[TAREFA PROPOSTA 1]
Liste todas as pessoas ou figuras do procedimento que o trecho sobre atas de arrematação menciona.
[TAREFA PROPOSTA 2]
Transcreva literalmente o trecho sobre atas de arrematação desde "Concluído o procedimento" até "autos do leilão.", inclusive.

[TRECHO DO TEXTO]
# # # # #
O sistema criou as atas de arrematação na via extrajudicial, instrumentalizando o lance vencedor em leilões extrajudiciais como negócio derradeiro do procedimento de execução de imóveis hipotecados ou alienados fiduciariamente em garantia.12 É importante ressaltar que a lavratura de uma ata notarial de arrematação pelo tabelião de notas, contendo dados de intimação do devedor e do garantidor, bem como os autos do leilão e constituindo título hábil de transmissão da propriedade ao arrematante a ser registrado na matrícula do imóvel, representa uma novidade trazida pela lei 14.711/23. Essa inovação configura um tertium genus entre a Escritura Pública e a Ata Notarial. Assim, ao mesmo tempo que atesta fatos, o tabelião formaliza a vontade e descreve os elementos essenciais do negócio jurídico, tudo em um único instrumento notarial.13

Concluído o procedimento de execução via extrajudicial de hipoteca ou alienação fiduciária, e havendo lance vencedor, os autos do leilão e o processo de execução extrajudicial da hipoteca serão distribuídos ao tabelião de notas com circunscrição delegada que abranja o local do imóvel para lavratura de ata notarial de arrematação, que conterá os dados da intimação do devedor e do garantidor e dos autos do leilão.
# # # # #
[DADOS FORNECIDOS]
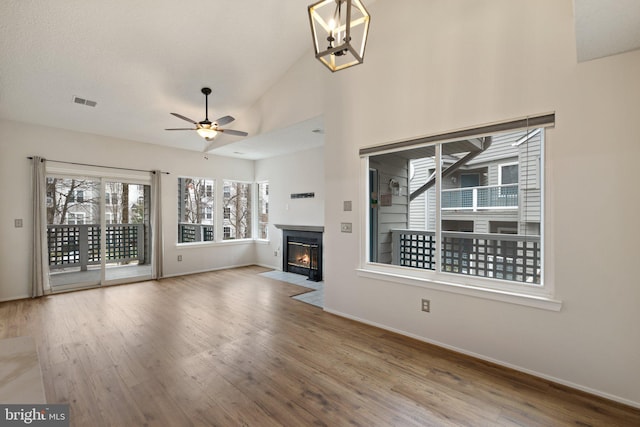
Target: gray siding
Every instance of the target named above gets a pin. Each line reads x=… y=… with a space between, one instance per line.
x=390 y=166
# # # # #
[RESPOSTA COMPLETA 1]
- tabelião de notas
- devedor
- garantidor
- arrematante

[RESPOSTA COMPLETA 2]
Concluído o procedimento de execução via extrajudicial de hipoteca ou alienação fiduciária, e havendo lance vencedor, os autos do leilão e o processo de execução extrajudicial da hipoteca serão distribuídos ao tabelião de notas com circunscrição delegada que abranja o local do imóvel para lavratura de ata notarial de arrematação, que conterá os dados da intimação do devedor e do garantidor e dos autos do leilão.